Work instructions> Report each line of the data below that contains the string "countertop", copied in full. Case counts, so uppercase and lowercase letters do not match each other.

Items from a dataset
[Start]

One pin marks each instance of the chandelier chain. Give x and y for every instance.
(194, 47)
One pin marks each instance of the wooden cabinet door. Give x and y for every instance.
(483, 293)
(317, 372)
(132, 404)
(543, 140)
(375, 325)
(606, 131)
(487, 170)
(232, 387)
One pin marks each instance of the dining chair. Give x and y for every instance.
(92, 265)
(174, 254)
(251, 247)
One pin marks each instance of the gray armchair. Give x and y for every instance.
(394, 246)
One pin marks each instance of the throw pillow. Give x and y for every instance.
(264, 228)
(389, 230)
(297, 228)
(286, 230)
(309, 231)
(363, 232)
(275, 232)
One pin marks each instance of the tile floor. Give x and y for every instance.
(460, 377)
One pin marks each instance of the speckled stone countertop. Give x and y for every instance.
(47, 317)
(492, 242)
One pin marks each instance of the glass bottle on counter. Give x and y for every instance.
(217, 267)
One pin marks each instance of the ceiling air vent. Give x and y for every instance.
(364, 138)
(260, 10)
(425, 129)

[End]
[Start]

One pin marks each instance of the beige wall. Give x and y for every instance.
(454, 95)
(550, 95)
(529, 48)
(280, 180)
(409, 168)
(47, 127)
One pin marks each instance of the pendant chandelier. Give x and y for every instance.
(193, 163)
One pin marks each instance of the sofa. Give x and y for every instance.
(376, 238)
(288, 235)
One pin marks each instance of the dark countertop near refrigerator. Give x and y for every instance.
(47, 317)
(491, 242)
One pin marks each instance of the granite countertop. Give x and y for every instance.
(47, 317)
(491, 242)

[End]

Answer to the exercise>
One pin marks each instance of the speckled stone countertop. Give x and y for every instance.
One pin marks each instance of the dark countertop near refrigerator. Give x and y for every instance.
One pin marks each instance of the granite countertop. Give x and y for every instance.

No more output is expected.